| Set problem 1 |
Decide whether each statement agrees with the appeals court decision below: (a) Vollbrecht moved to North Dakota for work in April 2010. (b) On the day after he returned to Chippewa County, Vollbrecht began drinking at a bar around 5:00 p.m. (c) Farmer gave Vollbrecht a written note of his address and phone number. For each, answer yes or no and quote the deciding words of the decision.

| Excerpt to read |
COURT OF APPEALS

DECISION

DATED AND FILED

 

November 6, 2012

 

Diane M. Fremgen

Clerk of Court of Appeals

 

 

 

NOTICE

 

 

This opinion is subject to further editing.  If published, the official version will appear in the bound volume of the Official Reports. 

 

A party may file with the Supreme Court a petition to review an adverse decision by the Court of Appeals.  See Wis. Stat. § 808.10 and Rule 809.62. 

 

 

 

 

Appeal No. 

2012AP49-CR

Cir. Ct. No.  2010CF134

STATE OF WISCONSIN 

IN COURT OF APPEALS

 

DISTRICT III

 

 

 

 

State of Wisconsin,

 

          Plaintiff-Respondent,

 

     v.

 

William F. Vollbrecht,

 

          Defendant-Appellant.

 

 

 

 

            APPEAL from a judgment of the circuit court for Chippewa County:  STEVEN R. CRAY, Judge.  Affirmed. 

            Before Hoover, P.J., Peterson and Mangerson, JJ.

1        HOOVER, P.J.   William Vollbrecht appeals a judgment of conviction for first-degree intentional homicide.[1]  Vollbrecht argues there was insufficient evidence to support the conviction.  We reject the argument and affirm.

BACKGROUND

2        Tammy Clark and Vollbrecht dated sporadically from September 2008 until May 1, 2010.  In April 2010, Vollbrecht had moved from Chippewa County to North Dakota for work.  Shortly thereafter, Clark started dating Chris Farmer and ended the relationship with Vollbrecht.  Vollbrecht learned that Clark was seeing someone and sent her a text message that he would kill whomever she was with.  Vollbrecht returned to Chippewa County on May 12.  He drove to Clark’s residence and found her with her roommate and Farmer. Vollbrecht collected his belongings and left.  He testified that he drank all day and into the night.

3        Vollbrecht testified that the next morning, he exchanged text messages with Clark and then met at her home and talked for about forty-five minutes.  After she told him they were not going to get back together, he went to a bar and started drinking at approximately 10:00 a.m.  Vollbrecht continued drinking at various bars throughout the day.  Around 5:00 p.m., Clark and Farmer were together at a bar when Vollbrecht arrived.  Vollbrecht testified he “decided [he] was going to pick a fight.”  Vollbrecht sent several threatening text messages to Clark.  Clark and Farmer decided to leave the bar.  Vollbrecht testified that he taunted Farmer with a nude photo of Clark before he left, and Farmer told him that Clark would not have left him if he had taken better care of her.  Vollbrecht responded that he “could tear him apart with ease.”  Farmer stated he would fight Vollbrecht any time and wrote down his address and phone number and gave it to Vollbrecht.

| Given records |
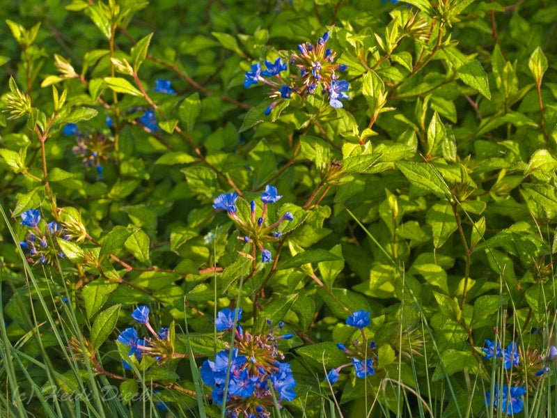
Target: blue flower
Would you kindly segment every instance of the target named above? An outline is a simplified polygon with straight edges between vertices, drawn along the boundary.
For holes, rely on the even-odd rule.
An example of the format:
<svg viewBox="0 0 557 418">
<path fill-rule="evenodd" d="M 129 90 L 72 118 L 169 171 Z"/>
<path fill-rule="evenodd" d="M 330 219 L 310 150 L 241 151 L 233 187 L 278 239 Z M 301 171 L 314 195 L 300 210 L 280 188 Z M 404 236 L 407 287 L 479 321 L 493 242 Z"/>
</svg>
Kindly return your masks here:
<svg viewBox="0 0 557 418">
<path fill-rule="evenodd" d="M 166 327 L 163 327 L 160 330 L 159 330 L 159 338 L 161 339 L 166 339 L 168 338 L 168 329 Z"/>
<path fill-rule="evenodd" d="M 67 123 L 62 128 L 62 133 L 66 137 L 73 137 L 77 134 L 77 125 L 75 123 Z"/>
<path fill-rule="evenodd" d="M 139 118 L 139 122 L 153 132 L 159 130 L 159 123 L 157 121 L 157 116 L 152 110 L 146 110 L 143 116 Z"/>
<path fill-rule="evenodd" d="M 249 398 L 253 394 L 256 389 L 257 378 L 252 379 L 249 377 L 248 371 L 244 369 L 240 373 L 233 374 L 228 382 L 228 393 L 232 396 Z"/>
<path fill-rule="evenodd" d="M 123 344 L 130 346 L 130 353 L 128 356 L 135 355 L 136 358 L 141 358 L 141 353 L 137 348 L 138 345 L 143 346 L 144 343 L 143 340 L 140 339 L 137 335 L 137 331 L 135 328 L 126 328 L 120 335 L 118 336 L 116 341 Z M 129 366 L 129 364 L 128 364 Z"/>
<path fill-rule="evenodd" d="M 487 346 L 487 347 L 482 348 L 482 351 L 483 351 L 485 355 L 484 358 L 485 358 L 486 360 L 492 359 L 494 357 L 495 357 L 495 358 L 503 357 L 503 351 L 501 349 L 499 341 L 494 343 L 489 340 L 485 340 L 485 345 Z"/>
<path fill-rule="evenodd" d="M 491 394 L 485 392 L 485 403 L 494 408 L 498 408 L 499 396 L 501 396 L 501 409 L 508 415 L 518 414 L 524 408 L 524 403 L 522 400 L 526 393 L 526 389 L 524 386 L 511 386 L 510 388 L 506 385 L 503 385 L 503 391 L 499 394 L 499 387 L 496 385 L 493 393 L 493 399 Z M 509 398 L 509 396 L 510 398 Z"/>
<path fill-rule="evenodd" d="M 283 63 L 280 58 L 277 58 L 274 63 L 265 60 L 265 67 L 267 67 L 267 70 L 261 72 L 261 75 L 264 77 L 272 77 L 281 71 L 286 71 L 286 63 Z M 253 66 L 251 68 L 253 68 Z"/>
<path fill-rule="evenodd" d="M 351 327 L 356 327 L 361 330 L 371 323 L 370 313 L 368 311 L 361 309 L 356 311 L 348 318 L 346 318 L 346 325 Z"/>
<path fill-rule="evenodd" d="M 294 220 L 294 215 L 290 212 L 287 212 L 283 215 L 283 219 L 292 222 Z"/>
<path fill-rule="evenodd" d="M 515 341 L 510 343 L 503 352 L 505 363 L 505 369 L 508 370 L 512 366 L 518 366 L 520 362 L 520 355 L 518 353 L 517 343 Z"/>
<path fill-rule="evenodd" d="M 329 104 L 333 107 L 342 107 L 343 102 L 340 102 L 340 100 L 350 98 L 347 94 L 344 93 L 345 91 L 348 91 L 350 88 L 350 85 L 346 80 L 334 80 L 331 82 L 331 89 L 329 91 Z"/>
<path fill-rule="evenodd" d="M 557 347 L 551 346 L 549 347 L 549 359 L 553 360 L 557 357 Z"/>
<path fill-rule="evenodd" d="M 149 308 L 145 305 L 141 305 L 135 309 L 132 312 L 132 318 L 140 324 L 146 324 L 149 322 Z"/>
<path fill-rule="evenodd" d="M 232 350 L 232 364 L 230 373 L 234 374 L 240 371 L 247 359 L 244 355 L 238 355 L 238 349 Z M 226 371 L 228 369 L 228 352 L 220 351 L 214 357 L 214 362 L 209 359 L 201 365 L 201 379 L 207 386 L 224 385 L 226 381 Z"/>
<path fill-rule="evenodd" d="M 365 362 L 358 359 L 352 359 L 352 364 L 354 364 L 354 370 L 356 373 L 356 377 L 363 379 L 366 376 L 373 376 L 375 371 L 373 369 L 373 359 L 368 359 Z"/>
<path fill-rule="evenodd" d="M 294 392 L 296 380 L 292 374 L 290 365 L 280 362 L 276 362 L 276 365 L 278 367 L 278 371 L 271 376 L 273 387 L 278 394 L 281 401 L 292 401 L 296 397 L 296 392 Z"/>
<path fill-rule="evenodd" d="M 52 221 L 47 224 L 47 229 L 48 230 L 49 233 L 50 233 L 50 235 L 54 235 L 61 230 L 61 228 L 58 222 L 56 221 Z"/>
<path fill-rule="evenodd" d="M 338 378 L 340 377 L 338 371 L 338 369 L 333 369 L 327 373 L 327 378 L 325 378 L 329 380 L 331 385 L 334 385 L 336 383 L 336 382 L 338 380 Z"/>
<path fill-rule="evenodd" d="M 223 193 L 213 201 L 213 208 L 226 210 L 230 215 L 236 213 L 236 199 L 238 194 L 234 192 L 233 193 Z"/>
<path fill-rule="evenodd" d="M 267 185 L 265 191 L 261 194 L 261 201 L 264 203 L 274 203 L 279 201 L 282 196 L 277 194 L 276 187 Z"/>
<path fill-rule="evenodd" d="M 175 94 L 176 91 L 170 86 L 169 80 L 155 80 L 154 91 L 157 93 L 166 93 L 167 94 Z"/>
<path fill-rule="evenodd" d="M 37 209 L 29 209 L 22 213 L 22 225 L 35 228 L 40 220 L 40 212 Z"/>
<path fill-rule="evenodd" d="M 292 97 L 292 88 L 286 84 L 281 86 L 281 97 L 283 99 L 290 99 Z"/>
<path fill-rule="evenodd" d="M 214 325 L 217 331 L 226 331 L 232 330 L 234 327 L 234 317 L 237 311 L 237 320 L 242 319 L 242 308 L 236 308 L 230 310 L 225 308 L 217 314 L 217 318 L 214 320 Z"/>
<path fill-rule="evenodd" d="M 261 64 L 256 63 L 251 65 L 251 71 L 246 72 L 246 79 L 244 80 L 244 86 L 247 88 L 253 84 L 257 84 L 259 82 Z"/>
<path fill-rule="evenodd" d="M 270 263 L 273 261 L 273 255 L 268 249 L 261 251 L 261 263 Z"/>
</svg>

| Set problem 2 |
Retype the rows, from their first line through the line holding "139 118 L 139", inclusive, and leave the pictures out of your answer.

| Problem solution 1 |
(a) Yes: "In April 2010, Vollbrecht had moved from Chippewa County to North Dakota for work."
(b) No: "he went to a bar and started drinking at approximately 10:00 a.m."
(c) Yes: "Farmer stated he would fight Vollbrecht any time and wrote down his address and phone number and gave it to Vollbrecht."

| Problem solution 2 |
Target: blue flower
Would you kindly segment every instance of the target named above? An outline is a simplified polygon with straight edges between vertices, drawn along the boundary.
For holes, rely on the even-odd rule.
An example of the format:
<svg viewBox="0 0 557 418">
<path fill-rule="evenodd" d="M 129 90 L 72 118 L 169 171 Z"/>
<path fill-rule="evenodd" d="M 330 219 L 310 150 L 241 151 L 233 187 L 278 239 Z M 301 171 L 314 195 L 300 210 L 280 188 Z M 404 236 L 407 287 L 479 321 L 493 242 Z"/>
</svg>
Kindly return your masks here:
<svg viewBox="0 0 557 418">
<path fill-rule="evenodd" d="M 166 327 L 163 327 L 160 330 L 159 330 L 159 338 L 161 339 L 166 339 L 168 338 L 168 329 Z"/>
<path fill-rule="evenodd" d="M 67 123 L 62 128 L 62 133 L 66 137 L 73 137 L 77 134 L 77 125 L 75 123 Z"/>
<path fill-rule="evenodd" d="M 139 118 L 139 122 L 153 132 L 159 130 L 159 123 L 157 121 L 157 116 L 152 110 L 146 110 L 143 116 Z"/>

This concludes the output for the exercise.